◆ PAGE EXCERPT ◆
╭──

Although widely supported amongst the Syrian Christian community prior to the revolution, Assad regime forces purportedly tortured Christians inside security facilities, NGO says
Christians Identified Among Mass Torture Photos

At least three detainees belonging to Syria's minority Christian community were identified among leaked mass torture photos, according to the Syrian Association for the Missing and Conscience Detainees.

The Syrian Christian community, with a population nearing 1.75 million, has faced growing violence since the uprising erupted in March 2011. But mass torture photos inside Syrian regime's security chambers have revealed the gruesome revenge upon Christians who supported the Syrian revolution.

For decades, the Assad dynasty has presented itself as a protector of minorities. But the Syrian conflict revealed the real face of such assertions, activists say.

The “Crime of The Century’ photos are linked to a war crimes report published last year by a team of internationally recognized prosecutors and forensic experts.

According to report, in 2012 the first Christian Free Syrian Army unit formed, even though the Assad government had the reluctant support of the majority of the country's Christians. By 2013, an increasing number of Christians favored the opposition. In 2014, the predominantly Christian Syriac Military Council formed an alliance with the FSA, and other Syrian Christian militias such as the Sutoro had joined the Syrian opposition.

The photos of mass torture had been taken by Syrian security services between 2011 and mid-2013 in the notorious 601 military hospital in the Mezzah neighborhood, Damascus. The photos show countless bodies with signs of starvation, brutal beating, strangulation and other forms of torture and killing.

The Syrian Network for Human Rights, in a report issued last September, said at least 215,000 people have been arrested by Syrian security services since the revolution erupted in March 2011 – 4,500 of them women, with 9,000 under 18 years of age.

According to the report, 2,630 detainees were tortured to death, with 70,000 cases documented as ‘forced disappearance’.

╰──

◆ WHAT YOU NEED TO DO ◆
1 - Please copy the page excerpt word for word, beginning at the words "At least three" and stopping after "the Syrian revolution.".
2 - Answer these from the page excerpt:
(a) What is the approximate population of the Syrian Christian community?
(b) Where were the torture photos taken?
(c) How many detainees were tortured to death, according to the Syrian Network for Human Rights report?

◆ SUPPLIED INFORMATION ◆
╭──

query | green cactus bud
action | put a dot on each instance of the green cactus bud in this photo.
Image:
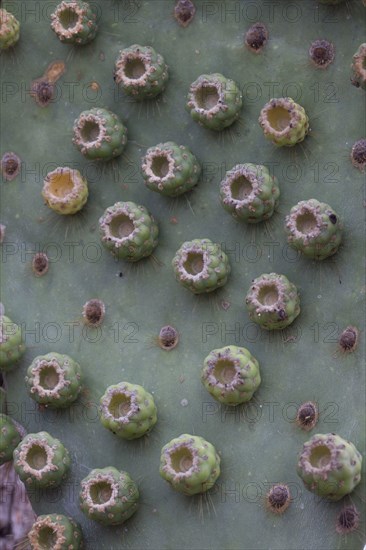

╰──

◆ TASK SOLUTIONS ◆
1 -
At least three detainees belonging to Syria's minority Christian community were identified among leaked mass torture photos, according to the Syrian Association for the Missing and Conscience Detainees.

The Syrian Christian community, with a population nearing 1.75 million, has faced growing violence since the uprising erupted in March 2011. But mass torture photos inside Syrian regime's security chambers have revealed the gruesome revenge upon Christians who supported the Syrian revolution.

2 -
(a) Nearly 1.75 million
(b) In the 601 military hospital in the Mezzah neighborhood, Damascus
(c) 2,630